-------- Records supplied --------

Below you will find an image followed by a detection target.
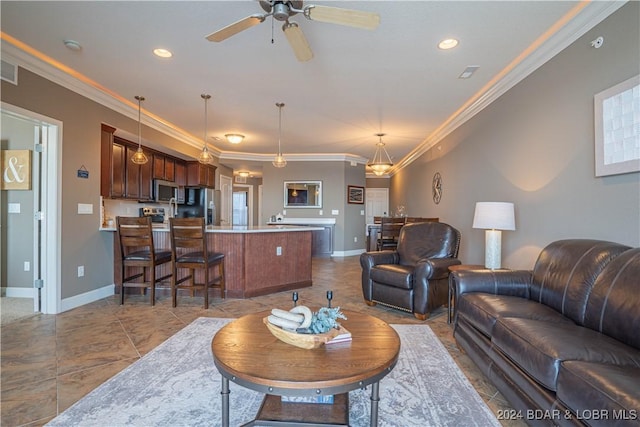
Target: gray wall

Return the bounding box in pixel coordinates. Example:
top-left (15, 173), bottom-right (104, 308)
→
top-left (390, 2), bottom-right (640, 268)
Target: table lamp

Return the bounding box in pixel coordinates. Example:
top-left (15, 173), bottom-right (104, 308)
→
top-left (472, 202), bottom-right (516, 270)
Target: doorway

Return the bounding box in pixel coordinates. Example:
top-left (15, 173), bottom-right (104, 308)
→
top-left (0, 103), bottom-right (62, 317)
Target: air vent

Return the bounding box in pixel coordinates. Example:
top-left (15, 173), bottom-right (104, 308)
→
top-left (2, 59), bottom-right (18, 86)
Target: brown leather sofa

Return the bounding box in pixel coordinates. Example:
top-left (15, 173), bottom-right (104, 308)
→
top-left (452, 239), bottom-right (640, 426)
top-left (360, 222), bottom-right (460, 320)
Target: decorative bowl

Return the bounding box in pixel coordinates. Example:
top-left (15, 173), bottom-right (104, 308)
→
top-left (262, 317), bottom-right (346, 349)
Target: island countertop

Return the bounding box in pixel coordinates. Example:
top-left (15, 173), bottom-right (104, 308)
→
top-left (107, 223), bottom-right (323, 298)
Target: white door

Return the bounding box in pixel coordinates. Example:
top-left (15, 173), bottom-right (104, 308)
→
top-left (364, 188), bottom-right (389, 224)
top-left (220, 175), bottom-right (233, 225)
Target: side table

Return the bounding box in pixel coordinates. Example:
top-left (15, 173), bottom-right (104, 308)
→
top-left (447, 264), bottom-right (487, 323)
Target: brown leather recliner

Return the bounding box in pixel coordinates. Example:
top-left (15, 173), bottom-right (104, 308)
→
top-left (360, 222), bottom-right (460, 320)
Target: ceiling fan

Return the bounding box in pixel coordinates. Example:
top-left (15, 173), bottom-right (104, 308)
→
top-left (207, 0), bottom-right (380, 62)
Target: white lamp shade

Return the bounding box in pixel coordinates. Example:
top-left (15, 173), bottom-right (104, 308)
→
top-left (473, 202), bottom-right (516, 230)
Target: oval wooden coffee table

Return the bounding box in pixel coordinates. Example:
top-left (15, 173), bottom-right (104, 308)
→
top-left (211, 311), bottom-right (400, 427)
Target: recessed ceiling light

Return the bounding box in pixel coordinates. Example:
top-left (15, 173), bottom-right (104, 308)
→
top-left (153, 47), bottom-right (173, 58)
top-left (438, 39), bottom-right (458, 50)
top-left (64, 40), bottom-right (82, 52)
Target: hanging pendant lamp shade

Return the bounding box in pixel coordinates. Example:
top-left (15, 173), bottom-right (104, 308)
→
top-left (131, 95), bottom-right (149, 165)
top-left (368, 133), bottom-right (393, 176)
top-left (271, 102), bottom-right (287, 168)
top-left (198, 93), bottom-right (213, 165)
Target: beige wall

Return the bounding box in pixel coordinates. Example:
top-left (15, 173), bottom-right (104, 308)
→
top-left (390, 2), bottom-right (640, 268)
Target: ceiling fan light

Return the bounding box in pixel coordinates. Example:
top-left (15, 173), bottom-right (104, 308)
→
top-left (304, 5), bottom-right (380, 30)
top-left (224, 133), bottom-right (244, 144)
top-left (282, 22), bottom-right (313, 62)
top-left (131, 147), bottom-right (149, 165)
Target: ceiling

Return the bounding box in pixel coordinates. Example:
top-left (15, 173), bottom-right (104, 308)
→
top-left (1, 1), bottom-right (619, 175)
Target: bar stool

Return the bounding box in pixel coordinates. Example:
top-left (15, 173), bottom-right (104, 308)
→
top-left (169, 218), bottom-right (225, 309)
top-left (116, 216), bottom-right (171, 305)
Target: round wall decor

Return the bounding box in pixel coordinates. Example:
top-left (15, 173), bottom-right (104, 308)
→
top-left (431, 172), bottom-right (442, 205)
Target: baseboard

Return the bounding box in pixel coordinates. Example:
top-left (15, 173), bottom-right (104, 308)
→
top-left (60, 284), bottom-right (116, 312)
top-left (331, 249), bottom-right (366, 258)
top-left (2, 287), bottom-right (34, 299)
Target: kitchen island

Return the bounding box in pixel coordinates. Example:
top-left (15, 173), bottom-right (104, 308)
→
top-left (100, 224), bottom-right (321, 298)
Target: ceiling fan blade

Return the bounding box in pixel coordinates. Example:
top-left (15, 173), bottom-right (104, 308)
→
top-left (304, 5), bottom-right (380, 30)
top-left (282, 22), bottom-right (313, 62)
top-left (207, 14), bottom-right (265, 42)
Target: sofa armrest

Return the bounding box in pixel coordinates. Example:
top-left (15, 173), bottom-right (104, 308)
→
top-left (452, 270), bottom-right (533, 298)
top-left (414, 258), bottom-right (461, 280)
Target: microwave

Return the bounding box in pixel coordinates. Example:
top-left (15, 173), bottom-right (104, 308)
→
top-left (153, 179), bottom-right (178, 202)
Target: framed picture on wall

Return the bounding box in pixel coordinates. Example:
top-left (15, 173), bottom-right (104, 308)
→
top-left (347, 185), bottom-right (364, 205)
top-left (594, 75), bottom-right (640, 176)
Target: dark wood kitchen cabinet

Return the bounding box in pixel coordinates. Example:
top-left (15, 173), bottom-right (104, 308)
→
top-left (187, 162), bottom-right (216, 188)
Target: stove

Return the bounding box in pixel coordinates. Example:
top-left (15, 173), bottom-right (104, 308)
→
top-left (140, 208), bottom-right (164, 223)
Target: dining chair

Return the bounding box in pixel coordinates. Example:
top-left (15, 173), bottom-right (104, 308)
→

--------

Aim → Repeat the data between the line containing "Target: bar stool" and the line containing "top-left (153, 179), bottom-right (178, 202)", inclusive, exactly as it appears above.

Answer for the task →
Target: bar stool

Return the bounding box in pixel coordinates. Example:
top-left (15, 173), bottom-right (104, 308)
→
top-left (169, 218), bottom-right (225, 309)
top-left (116, 216), bottom-right (171, 305)
Target: round wall decor

Return the bounding box in pixel coordinates. Example:
top-left (15, 173), bottom-right (104, 308)
→
top-left (431, 172), bottom-right (442, 205)
Target: baseboard

Return the bounding box in pixel coordinates. Example:
top-left (15, 173), bottom-right (104, 308)
→
top-left (60, 284), bottom-right (116, 312)
top-left (331, 249), bottom-right (366, 258)
top-left (2, 287), bottom-right (34, 299)
Target: kitchen island

Return the bounding box in pixel coordinates. Example:
top-left (15, 173), bottom-right (104, 308)
→
top-left (100, 224), bottom-right (321, 298)
Target: ceiling fan blade

Return the bounding box in pixel coordinates. Example:
top-left (15, 173), bottom-right (104, 308)
→
top-left (304, 5), bottom-right (380, 30)
top-left (282, 22), bottom-right (313, 62)
top-left (207, 14), bottom-right (265, 42)
Target: sofa armrest

Return the bounding box in pixel coordinates. Example:
top-left (15, 173), bottom-right (104, 308)
→
top-left (452, 270), bottom-right (533, 298)
top-left (414, 258), bottom-right (461, 280)
Target: microwave

Return the bounding box in pixel coordinates. Example:
top-left (15, 173), bottom-right (104, 308)
→
top-left (153, 179), bottom-right (178, 202)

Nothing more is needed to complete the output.